Task description => Please copy the listing below line for line, changing nothing.

Working data =>
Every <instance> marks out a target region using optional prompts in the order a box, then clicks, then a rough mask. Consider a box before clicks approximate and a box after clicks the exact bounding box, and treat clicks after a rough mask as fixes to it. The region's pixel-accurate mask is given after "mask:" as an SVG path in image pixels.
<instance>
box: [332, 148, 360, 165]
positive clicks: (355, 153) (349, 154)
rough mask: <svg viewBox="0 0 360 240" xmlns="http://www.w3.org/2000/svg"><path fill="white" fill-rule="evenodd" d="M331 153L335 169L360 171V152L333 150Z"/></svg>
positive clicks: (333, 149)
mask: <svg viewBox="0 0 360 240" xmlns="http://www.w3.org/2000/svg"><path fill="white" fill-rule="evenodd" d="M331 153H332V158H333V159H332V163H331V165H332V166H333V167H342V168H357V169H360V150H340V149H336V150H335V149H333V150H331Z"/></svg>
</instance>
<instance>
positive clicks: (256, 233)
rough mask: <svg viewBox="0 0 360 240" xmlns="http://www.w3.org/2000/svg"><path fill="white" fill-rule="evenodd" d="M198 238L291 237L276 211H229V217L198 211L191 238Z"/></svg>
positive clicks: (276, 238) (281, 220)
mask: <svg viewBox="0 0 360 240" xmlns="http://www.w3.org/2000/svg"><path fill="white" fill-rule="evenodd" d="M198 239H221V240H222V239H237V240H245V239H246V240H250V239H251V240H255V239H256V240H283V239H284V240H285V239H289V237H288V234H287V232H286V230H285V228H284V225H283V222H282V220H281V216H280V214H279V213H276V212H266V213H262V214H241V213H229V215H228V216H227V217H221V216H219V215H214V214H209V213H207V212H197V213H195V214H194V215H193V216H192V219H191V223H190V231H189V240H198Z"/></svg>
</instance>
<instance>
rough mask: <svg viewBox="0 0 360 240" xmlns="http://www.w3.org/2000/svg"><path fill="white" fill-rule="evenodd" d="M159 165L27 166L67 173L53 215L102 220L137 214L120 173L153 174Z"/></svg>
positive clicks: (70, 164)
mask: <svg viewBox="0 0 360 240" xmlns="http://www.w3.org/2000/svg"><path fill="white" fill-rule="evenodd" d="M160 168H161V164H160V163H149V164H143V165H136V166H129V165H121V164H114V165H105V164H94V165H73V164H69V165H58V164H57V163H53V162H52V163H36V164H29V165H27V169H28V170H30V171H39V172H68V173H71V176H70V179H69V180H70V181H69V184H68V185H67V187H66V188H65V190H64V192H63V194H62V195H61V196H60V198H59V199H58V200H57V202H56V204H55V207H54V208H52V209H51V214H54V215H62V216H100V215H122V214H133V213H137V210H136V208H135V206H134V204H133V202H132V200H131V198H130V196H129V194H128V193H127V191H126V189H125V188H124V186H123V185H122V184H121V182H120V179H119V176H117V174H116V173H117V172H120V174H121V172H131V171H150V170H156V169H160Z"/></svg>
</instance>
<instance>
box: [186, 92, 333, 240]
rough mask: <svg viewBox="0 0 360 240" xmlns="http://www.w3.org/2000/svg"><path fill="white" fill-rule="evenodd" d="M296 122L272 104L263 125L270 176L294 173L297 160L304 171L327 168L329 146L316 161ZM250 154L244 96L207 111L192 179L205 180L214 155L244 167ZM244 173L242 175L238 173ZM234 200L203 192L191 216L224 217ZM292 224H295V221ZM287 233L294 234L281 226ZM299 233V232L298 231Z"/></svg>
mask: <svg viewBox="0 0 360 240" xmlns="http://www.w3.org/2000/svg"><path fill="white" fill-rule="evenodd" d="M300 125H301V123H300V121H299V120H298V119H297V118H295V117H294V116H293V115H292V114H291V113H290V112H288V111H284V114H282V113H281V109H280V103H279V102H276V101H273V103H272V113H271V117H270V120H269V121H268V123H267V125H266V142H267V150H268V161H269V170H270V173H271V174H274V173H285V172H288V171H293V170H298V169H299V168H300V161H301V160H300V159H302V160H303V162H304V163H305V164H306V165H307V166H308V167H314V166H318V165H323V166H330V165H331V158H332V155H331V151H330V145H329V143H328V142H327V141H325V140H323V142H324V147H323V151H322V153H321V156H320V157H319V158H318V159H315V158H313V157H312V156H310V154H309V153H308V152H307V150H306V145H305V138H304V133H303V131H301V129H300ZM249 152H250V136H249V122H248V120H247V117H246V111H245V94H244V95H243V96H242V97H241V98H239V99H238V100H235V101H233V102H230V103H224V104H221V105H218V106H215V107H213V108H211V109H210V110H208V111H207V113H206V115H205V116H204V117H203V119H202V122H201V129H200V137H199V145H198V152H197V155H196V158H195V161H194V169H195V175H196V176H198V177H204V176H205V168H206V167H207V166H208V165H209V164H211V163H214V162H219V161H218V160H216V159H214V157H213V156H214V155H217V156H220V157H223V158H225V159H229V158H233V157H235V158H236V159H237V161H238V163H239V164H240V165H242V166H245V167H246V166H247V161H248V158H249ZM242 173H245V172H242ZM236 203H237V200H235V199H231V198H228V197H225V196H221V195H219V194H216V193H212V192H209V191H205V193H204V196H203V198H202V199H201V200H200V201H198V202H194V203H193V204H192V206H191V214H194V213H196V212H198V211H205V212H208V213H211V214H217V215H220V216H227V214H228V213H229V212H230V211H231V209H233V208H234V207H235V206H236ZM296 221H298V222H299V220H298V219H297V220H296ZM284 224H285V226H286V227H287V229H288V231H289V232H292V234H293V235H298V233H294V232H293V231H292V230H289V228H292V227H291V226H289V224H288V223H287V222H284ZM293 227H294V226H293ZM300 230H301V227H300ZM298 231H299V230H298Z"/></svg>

Answer for the task =>
Every <instance> marks out a target region using optional prompts in the order a box, then clicks, then a rough mask. Consider a box before clicks approximate and a box after clicks the exact bounding box, and treat clicks after a rough mask as fixes to it. The region's pixel-accurate mask is given after "mask:" as an SVG path in image pixels.
<instance>
box: [332, 148, 360, 165]
positive clicks: (355, 153) (349, 154)
rough mask: <svg viewBox="0 0 360 240" xmlns="http://www.w3.org/2000/svg"><path fill="white" fill-rule="evenodd" d="M331 153L335 169L360 171V152L333 150Z"/></svg>
positive clicks: (333, 149)
mask: <svg viewBox="0 0 360 240" xmlns="http://www.w3.org/2000/svg"><path fill="white" fill-rule="evenodd" d="M331 153H332V158H333V159H332V163H331V165H332V166H333V167H342V168H357V169H360V150H340V149H336V150H335V149H333V150H331Z"/></svg>
</instance>
<instance>
positive clicks: (256, 233)
rough mask: <svg viewBox="0 0 360 240" xmlns="http://www.w3.org/2000/svg"><path fill="white" fill-rule="evenodd" d="M198 238L291 237L276 211H229V217L198 211L191 238Z"/></svg>
positive clicks: (276, 238) (281, 220)
mask: <svg viewBox="0 0 360 240" xmlns="http://www.w3.org/2000/svg"><path fill="white" fill-rule="evenodd" d="M198 239H221V240H222V239H237V240H245V239H246V240H250V239H251V240H255V239H256V240H283V239H284V240H285V239H289V237H288V234H287V232H286V230H285V228H284V225H283V222H282V220H281V216H280V214H279V213H276V212H266V213H262V214H241V213H229V215H228V216H227V217H221V216H219V215H214V214H209V213H207V212H197V213H195V214H194V215H193V216H192V219H191V223H190V231H189V240H198Z"/></svg>
</instance>
<instance>
rough mask: <svg viewBox="0 0 360 240" xmlns="http://www.w3.org/2000/svg"><path fill="white" fill-rule="evenodd" d="M159 165L27 166L67 173L53 215L102 220L137 214L120 173L153 174Z"/></svg>
positive clicks: (70, 164)
mask: <svg viewBox="0 0 360 240" xmlns="http://www.w3.org/2000/svg"><path fill="white" fill-rule="evenodd" d="M160 168H161V164H160V163H149V164H143V165H136V166H129V165H121V164H114V165H105V164H94V165H73V164H69V165H58V164H57V163H53V162H52V163H36V164H29V165H27V169H28V170H30V171H39V172H68V173H71V176H70V179H69V180H70V181H69V184H68V185H67V187H66V188H65V190H64V192H63V194H62V195H61V196H60V198H59V199H58V200H57V202H56V204H55V207H54V208H52V209H51V214H54V215H62V216H100V215H122V214H133V213H137V210H136V208H135V206H134V204H133V202H132V200H131V198H130V196H129V194H128V193H127V191H126V189H125V188H124V186H123V185H122V184H121V182H120V179H119V176H117V174H116V173H117V172H120V174H121V172H131V171H150V170H156V169H160Z"/></svg>
</instance>
<instance>
box: [186, 92, 333, 240]
rough mask: <svg viewBox="0 0 360 240" xmlns="http://www.w3.org/2000/svg"><path fill="white" fill-rule="evenodd" d="M296 122L272 104L263 125L270 176L294 173L297 160L304 171L327 168L329 146L316 161ZM250 154L244 96L207 111L192 179L205 180L214 155L244 167ZM244 173L242 175L238 173ZM234 200L203 192L191 216L224 217ZM292 224H295V221ZM287 233L294 234L281 226ZM299 233V232L298 231Z"/></svg>
mask: <svg viewBox="0 0 360 240" xmlns="http://www.w3.org/2000/svg"><path fill="white" fill-rule="evenodd" d="M300 125H301V123H300V121H299V120H298V119H297V118H295V117H294V116H293V115H292V114H291V113H290V112H288V111H284V114H282V113H281V109H280V103H279V102H276V101H273V103H272V113H271V117H270V120H269V121H268V123H267V125H266V142H267V150H268V161H269V170H270V173H271V174H274V173H285V172H288V171H293V170H298V169H299V168H300V161H301V160H300V159H302V160H303V162H304V163H305V164H306V165H307V166H308V167H314V166H318V165H323V166H330V165H331V158H332V155H331V151H330V145H329V143H328V142H327V141H325V140H323V142H324V147H323V151H322V153H321V156H320V157H319V158H318V159H315V158H313V157H312V156H310V154H309V153H308V152H307V150H306V145H305V138H304V133H303V131H301V129H300ZM249 152H250V136H249V122H248V120H247V117H246V111H245V94H244V95H243V96H242V97H241V98H239V99H238V100H235V101H233V102H230V103H224V104H221V105H218V106H215V107H213V108H211V109H210V110H208V111H207V113H206V115H205V116H204V117H203V119H202V122H201V129H200V137H199V145H198V152H197V155H196V158H195V161H194V169H195V175H196V176H198V177H204V176H205V168H206V167H207V166H208V165H209V164H211V163H214V162H219V161H218V160H216V159H214V157H213V156H214V155H217V156H220V157H223V158H225V159H229V158H233V157H235V158H236V159H237V161H238V163H239V164H240V165H242V166H245V167H246V166H247V161H248V158H249ZM242 173H245V172H242ZM236 203H237V200H235V199H231V198H228V197H225V196H221V195H219V194H216V193H212V192H209V191H205V193H204V196H203V198H202V199H201V200H200V201H198V202H194V203H193V204H192V206H191V214H194V213H196V212H198V211H205V212H208V213H211V214H217V215H220V216H227V214H228V213H229V212H230V211H231V209H233V208H234V207H235V206H236ZM296 221H298V222H299V220H298V219H297V220H296ZM284 224H285V226H286V227H287V229H288V231H289V232H292V234H293V235H298V233H294V232H293V231H292V230H289V228H292V227H291V226H289V224H288V223H287V222H284ZM293 227H294V226H293ZM300 230H301V227H300ZM298 231H299V230H298Z"/></svg>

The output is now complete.